__Problem__
Write the material out again exactly as it stands.

[Input data start]

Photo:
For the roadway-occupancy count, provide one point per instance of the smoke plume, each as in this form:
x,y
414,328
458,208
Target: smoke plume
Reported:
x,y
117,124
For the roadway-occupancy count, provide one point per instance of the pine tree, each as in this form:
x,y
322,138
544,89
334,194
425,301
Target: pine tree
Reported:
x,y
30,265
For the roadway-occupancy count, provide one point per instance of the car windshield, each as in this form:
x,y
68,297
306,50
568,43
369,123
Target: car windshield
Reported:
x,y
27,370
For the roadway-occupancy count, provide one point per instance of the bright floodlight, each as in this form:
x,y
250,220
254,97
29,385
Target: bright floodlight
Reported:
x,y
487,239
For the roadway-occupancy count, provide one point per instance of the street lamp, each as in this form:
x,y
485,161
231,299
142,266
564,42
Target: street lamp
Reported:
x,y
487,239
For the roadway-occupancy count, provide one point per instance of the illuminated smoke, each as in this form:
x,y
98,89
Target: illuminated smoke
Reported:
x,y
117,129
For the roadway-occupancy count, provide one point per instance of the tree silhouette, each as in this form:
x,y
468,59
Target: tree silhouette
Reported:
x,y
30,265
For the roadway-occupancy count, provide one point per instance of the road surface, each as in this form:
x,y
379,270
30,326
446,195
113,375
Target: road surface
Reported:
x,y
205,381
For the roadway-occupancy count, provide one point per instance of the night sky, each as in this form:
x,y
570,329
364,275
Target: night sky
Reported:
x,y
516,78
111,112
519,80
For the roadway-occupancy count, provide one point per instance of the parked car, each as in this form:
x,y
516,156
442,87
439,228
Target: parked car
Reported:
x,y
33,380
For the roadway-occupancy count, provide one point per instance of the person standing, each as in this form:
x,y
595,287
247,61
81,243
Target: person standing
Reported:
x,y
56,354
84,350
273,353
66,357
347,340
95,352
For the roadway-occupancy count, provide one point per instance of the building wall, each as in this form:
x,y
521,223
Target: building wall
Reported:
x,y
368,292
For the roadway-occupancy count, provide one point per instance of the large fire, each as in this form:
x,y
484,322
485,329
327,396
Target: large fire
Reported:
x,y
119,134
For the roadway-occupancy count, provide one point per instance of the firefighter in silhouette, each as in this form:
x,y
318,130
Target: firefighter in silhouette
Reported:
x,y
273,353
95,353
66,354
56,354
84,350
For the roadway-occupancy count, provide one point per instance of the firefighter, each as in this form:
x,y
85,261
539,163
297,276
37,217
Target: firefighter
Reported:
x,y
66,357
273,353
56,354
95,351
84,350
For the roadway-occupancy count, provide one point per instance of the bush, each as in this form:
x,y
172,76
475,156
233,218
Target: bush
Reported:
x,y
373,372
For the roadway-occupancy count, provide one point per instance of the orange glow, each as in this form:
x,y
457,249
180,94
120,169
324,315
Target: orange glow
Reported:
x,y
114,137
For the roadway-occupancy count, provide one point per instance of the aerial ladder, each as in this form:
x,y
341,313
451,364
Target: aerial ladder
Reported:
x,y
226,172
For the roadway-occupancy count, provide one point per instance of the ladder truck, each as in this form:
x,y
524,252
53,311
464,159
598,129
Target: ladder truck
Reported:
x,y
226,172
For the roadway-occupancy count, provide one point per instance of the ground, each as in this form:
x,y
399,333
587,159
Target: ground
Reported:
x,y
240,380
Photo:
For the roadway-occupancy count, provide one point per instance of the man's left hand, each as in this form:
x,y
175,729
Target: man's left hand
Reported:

[Input data end]

__Finished exercise__
Photo:
For the roadway-occupancy count, provide one point per instance of the smoke plume, each as in this form:
x,y
414,328
458,208
Target: smoke plume
Reported:
x,y
117,124
For the roadway-occupancy count, provide one point per instance of the pine tree, each as in this form:
x,y
322,138
544,89
334,194
425,301
Target: pine tree
Reported:
x,y
30,265
For the roadway-occupancy count, provide one point per instance of the car windshield, each as in this form:
x,y
68,297
306,50
568,43
369,123
Target: car windshield
Reported:
x,y
27,370
For the roadway-occupancy count, provide one point per instance of the bright floodlight, each as in this form:
x,y
250,220
254,97
29,385
Target: bright floodlight
Reported:
x,y
487,239
For the roadway-occupancy count, provide one point per instance of the street lamp, each as in this form:
x,y
485,161
231,299
142,266
564,42
Target: street lamp
Reported:
x,y
487,239
For the roadway-occupancy count, provide one point per instance of the illuminated smoke, each as in this form:
x,y
98,89
Target: illuminated smoke
Reported:
x,y
117,129
For the roadway-occupancy count, provide one point per instance of the tree silhouette, each as in this form:
x,y
468,59
Target: tree silhouette
Reported:
x,y
30,265
For the roadway-occupancy count, provide one point per instance of the road surface, each as in this form:
x,y
379,270
30,326
446,195
113,375
Target: road surface
Reported:
x,y
205,381
For the roadway-occupancy count, provide one point per instance of the night sky, each as in this form:
x,y
570,329
364,275
Target: night sky
Reported:
x,y
516,78
111,112
519,80
For the roadway-occupancy count, provide one point per instance of the parked car, each as in this form:
x,y
516,156
442,87
439,228
Target: parked car
Reported:
x,y
33,380
For the roadway-occupancy count, provide one point per instance of the person standing, each as in this form:
x,y
595,287
247,61
81,243
Target: person standing
Reported:
x,y
56,354
84,350
273,353
66,357
347,340
95,352
For the roadway-occupancy count, provide one point per instance of the building wall, each as in this form:
x,y
521,223
Target: building wall
Reported:
x,y
368,292
For the roadway-occupancy count, provide one point per instance of the large fire, each as in this form:
x,y
484,322
485,329
327,396
Target: large fire
Reported:
x,y
119,134
For the roadway-occupancy count, provide one point per instance of the firefighter in silhouette, each as in this form:
x,y
318,130
Target: firefighter in silhouette
Reported:
x,y
273,353
95,353
66,354
56,354
84,350
For the roadway-occupancy count, provide one point per instance of the firefighter, each as in this form:
x,y
85,261
539,163
297,276
37,217
Target: firefighter
Reported:
x,y
66,357
273,353
56,354
95,351
84,350
For the roadway-occupancy count, provide one point per instance of the bush, each as in this form:
x,y
172,76
475,156
233,218
Target: bush
Reported:
x,y
373,372
For the roadway-occupancy count, provide one point per instance of the orange glow, each as in this form:
x,y
457,249
180,94
120,169
324,315
Target: orange glow
Reported:
x,y
114,137
For the roadway-occupancy count, provide one point per instance of the aerial ladder, each as in this form:
x,y
341,313
451,364
Target: aerial ladder
Reported:
x,y
226,172
For the roadway-occupancy count, provide one point per instance of the ladder truck, each as in this form:
x,y
524,252
53,311
464,159
598,129
Target: ladder truck
Reported:
x,y
226,172
For the roadway-occupancy count, provide one point per instance of the ground, each as in this form:
x,y
399,333
587,159
Target: ground
Reported:
x,y
240,380
Photo:
For the roadway-occupancy count, provide one point per instance of the man's left hand, each as in this form:
x,y
175,729
Target: man's left hand
Reported:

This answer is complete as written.